**PETUNJUK:** Salin tanpa perubahan bagian bacaan tentang kebakaran hutan dan lahan di bawah, mulai dari "Masih menurut data" sampai dengan "438 ribu ha.".

**BACAAN YANG DISEDIAKAN:**
━━━━

Luas total karhutla di Indonesia dalam rentang waktu Januari hingga September 2019 mencapai ratusan ribu hektar. Water Bombing dan hujan buatan, merupakan bagian dari sejumlah upaya yang telah dilakukan BNPB dalam memadamkan kebakaran dengan menghabiskan ratusan juta liter air dan ratusan ribu ton garam.
DARA | JAKARTA – Kementerian Lingkungan Hidup dan Kehutanan (KLHK) mengidentifikasi, kebakaran hutan dan lahan (karhutla) di seluruh wilayah Indonesia mencapai 857 ribu hektar dari Januari hingga September 2019. Kahutla tidak hanya terjadi di lahan gambut, melainkan juga di lahan mineral.
Siaran pers BNPB, kemarin, menyebutkan, data Kementerian Lingkungan Hidup dan Kehutanan (KLHK) mencatat, lahan gambut terbakar mencapai 227 ribu ha. Karhutla di lahan gambut paling besar berada di di Kalimantan Tengah, seluas 76 ribu ha.
Sedangkan di lahan mineral terjadi di Nusa Tenggara Timur, seluas 119 ribu ha. Karhutla di lahan mineral terjadi di seluruh provinsi di Indonesia dengan luas terdampak terkecil di Provinsi Banten, 9 ha.
Masih menurut data KLHK, dari 857.756 ha itu, kebakaran pada lahan mineral 630.451 ha dan pada gambut 227.304 ha. Berikut ini luas lahan terdampak baik mineral maupun gambut di beberapa provinsi yang sering terjadi karhutla setiap tahun: di Provinsi Kalimantan Tengah 134.227 ha, Kalimanan Barat 127.462 ha, Kalimantan Selatan 113.454 ha, Riau 75.871 ha, Sumatera Selatan 52.716 ha, dan di Provinsi Jambi 39.638 ha.
Menurt KLHK juga, total luasan lahan hingga September 2019 ini lebih besar dibandingkan luas karhutla dalam tiga tahun terakhir. Luas karhutla pada 2018, 510 ribu ha. Sedangkan pada 2016 seluas 438 ribu ha.
Sementara itu, Data BNPB hari ini kemarin, pukul 08.00 WIB mencatat masih terjadi karhutla di sejumlah wilayah di Indonesia. Titik panas atau hot spot teridentifikasi di enam provinsi yang menjadi perhatian BNPB, yaitu di Provinsi Sumatera Selatan, 153 titik; Kalimantan Tengah, 44; Kalimantan Selatan 23, Kalimantan Barat, 5, dan di Provinsi Jambi 2 titik. Data tersebut berdasarkan citra satelit modis-catalog Lapan pada 24 jam terakhir.

━━━━

**INFORMASI YANG DIBERIKAN:**
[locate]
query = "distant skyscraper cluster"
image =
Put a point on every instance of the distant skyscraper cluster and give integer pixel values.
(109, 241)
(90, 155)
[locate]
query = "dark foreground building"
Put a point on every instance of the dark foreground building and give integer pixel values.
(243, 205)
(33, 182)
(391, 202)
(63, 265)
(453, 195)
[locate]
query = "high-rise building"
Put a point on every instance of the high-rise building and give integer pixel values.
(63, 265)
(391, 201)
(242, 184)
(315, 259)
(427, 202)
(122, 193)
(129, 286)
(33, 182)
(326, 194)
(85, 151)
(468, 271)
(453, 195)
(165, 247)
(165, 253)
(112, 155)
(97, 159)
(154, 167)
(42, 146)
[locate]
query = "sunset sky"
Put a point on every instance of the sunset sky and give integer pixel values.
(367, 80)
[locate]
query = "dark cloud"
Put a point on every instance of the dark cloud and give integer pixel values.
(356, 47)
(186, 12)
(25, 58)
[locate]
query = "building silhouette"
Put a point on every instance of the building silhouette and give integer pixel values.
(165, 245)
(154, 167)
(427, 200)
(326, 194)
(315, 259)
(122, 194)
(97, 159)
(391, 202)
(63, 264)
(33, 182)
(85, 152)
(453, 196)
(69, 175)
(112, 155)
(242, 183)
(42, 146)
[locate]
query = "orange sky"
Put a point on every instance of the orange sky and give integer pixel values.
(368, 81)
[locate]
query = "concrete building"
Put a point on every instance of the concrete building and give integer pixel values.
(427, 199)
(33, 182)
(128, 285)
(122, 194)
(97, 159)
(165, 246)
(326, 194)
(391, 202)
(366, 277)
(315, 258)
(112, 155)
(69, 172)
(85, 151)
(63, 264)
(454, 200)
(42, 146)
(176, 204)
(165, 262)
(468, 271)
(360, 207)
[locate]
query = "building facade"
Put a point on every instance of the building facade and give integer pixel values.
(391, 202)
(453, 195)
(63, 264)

━━━━

**JAWABAN TUGAS:**
Masih menurut data KLHK, dari 857.756 ha itu, kebakaran pada lahan mineral 630.451 ha dan pada gambut 227.304 ha. Berikut ini luas lahan terdampak baik mineral maupun gambut di beberapa provinsi yang sering terjadi karhutla setiap tahun: di Provinsi Kalimantan Tengah 134.227 ha, Kalimanan Barat 127.462 ha, Kalimantan Selatan 113.454 ha, Riau 75.871 ha, Sumatera Selatan 52.716 ha, dan di Provinsi Jambi 39.638 ha.
Menurt KLHK juga, total luasan lahan hingga September 2019 ini lebih besar dibandingkan luas karhutla dalam tiga tahun terakhir. Luas karhutla pada 2018, 510 ribu ha. Sedangkan pada 2016 seluas 438 ribu ha.